» Instructions to follow
Reproduce the records from the line with "GET /api/detect?query=decorative vase" to the line with "[138,261,479,424]", requests included, shifting every bounding box coordinate in the answers up by 60.

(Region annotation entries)

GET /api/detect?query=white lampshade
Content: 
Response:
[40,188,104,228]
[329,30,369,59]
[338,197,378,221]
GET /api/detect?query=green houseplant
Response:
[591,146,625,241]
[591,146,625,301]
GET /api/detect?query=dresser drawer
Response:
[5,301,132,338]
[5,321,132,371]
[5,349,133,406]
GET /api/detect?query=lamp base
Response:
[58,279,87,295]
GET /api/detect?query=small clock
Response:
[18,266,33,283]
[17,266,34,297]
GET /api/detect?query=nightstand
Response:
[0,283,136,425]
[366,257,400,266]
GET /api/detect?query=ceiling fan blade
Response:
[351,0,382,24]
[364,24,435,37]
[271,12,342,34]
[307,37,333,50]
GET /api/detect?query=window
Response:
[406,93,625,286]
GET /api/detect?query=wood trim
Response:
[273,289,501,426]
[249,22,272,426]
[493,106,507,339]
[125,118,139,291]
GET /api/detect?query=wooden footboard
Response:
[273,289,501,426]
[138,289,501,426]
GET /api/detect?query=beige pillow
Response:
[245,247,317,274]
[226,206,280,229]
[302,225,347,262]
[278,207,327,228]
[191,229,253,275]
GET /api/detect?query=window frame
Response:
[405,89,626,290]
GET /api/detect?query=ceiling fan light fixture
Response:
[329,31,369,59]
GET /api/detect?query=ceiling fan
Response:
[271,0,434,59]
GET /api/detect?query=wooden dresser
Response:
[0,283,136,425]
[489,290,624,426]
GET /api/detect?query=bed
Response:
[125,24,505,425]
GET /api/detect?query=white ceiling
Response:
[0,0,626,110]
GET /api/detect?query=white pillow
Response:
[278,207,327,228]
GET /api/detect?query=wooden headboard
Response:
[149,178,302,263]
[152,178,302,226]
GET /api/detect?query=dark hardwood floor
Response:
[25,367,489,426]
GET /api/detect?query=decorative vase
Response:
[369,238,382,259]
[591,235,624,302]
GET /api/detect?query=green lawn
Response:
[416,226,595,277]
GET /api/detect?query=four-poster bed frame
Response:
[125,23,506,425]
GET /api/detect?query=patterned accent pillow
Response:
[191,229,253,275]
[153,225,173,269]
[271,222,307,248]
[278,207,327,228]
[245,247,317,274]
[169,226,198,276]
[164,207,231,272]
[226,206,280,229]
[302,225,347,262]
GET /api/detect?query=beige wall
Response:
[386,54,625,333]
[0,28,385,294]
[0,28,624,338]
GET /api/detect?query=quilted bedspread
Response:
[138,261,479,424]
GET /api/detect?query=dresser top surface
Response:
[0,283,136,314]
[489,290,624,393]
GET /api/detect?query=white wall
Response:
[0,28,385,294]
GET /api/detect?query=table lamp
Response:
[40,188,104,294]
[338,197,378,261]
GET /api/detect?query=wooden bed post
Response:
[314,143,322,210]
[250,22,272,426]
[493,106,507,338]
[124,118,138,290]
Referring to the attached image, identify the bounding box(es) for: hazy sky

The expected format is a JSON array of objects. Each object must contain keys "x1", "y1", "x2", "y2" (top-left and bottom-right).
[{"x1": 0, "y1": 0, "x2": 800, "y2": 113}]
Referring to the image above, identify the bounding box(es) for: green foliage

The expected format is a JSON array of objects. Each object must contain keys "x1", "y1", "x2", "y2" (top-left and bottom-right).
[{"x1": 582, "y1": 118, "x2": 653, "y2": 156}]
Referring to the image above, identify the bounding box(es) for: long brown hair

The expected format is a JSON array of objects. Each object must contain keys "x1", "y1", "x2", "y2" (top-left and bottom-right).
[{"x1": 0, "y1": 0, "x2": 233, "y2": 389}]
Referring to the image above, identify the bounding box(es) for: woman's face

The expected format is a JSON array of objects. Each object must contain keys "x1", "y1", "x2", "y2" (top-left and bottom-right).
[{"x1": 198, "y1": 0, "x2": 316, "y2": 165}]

» Answer to this task
GET /api/detect?query=decorative vase
Response:
[429,298,442,319]
[651,295,684,362]
GET /api/detect?query=green lawn
Response:
[476,286,655,337]
GET /api/detect?query=four-poster bed frame
Response:
[185,83,566,485]
GET /api/detect?query=patterned accent pillow
Response:
[251,289,313,335]
[213,285,233,329]
[331,282,367,308]
[338,267,387,288]
[305,307,377,334]
[229,286,258,336]
[224,267,291,332]
[286,266,340,289]
[362,285,407,322]
GET /api/detect?query=beige wall
Response:
[446,114,685,393]
[60,88,445,354]
[60,88,684,398]
GET /api/detect?query=quilted bedspread
Response:
[198,321,539,484]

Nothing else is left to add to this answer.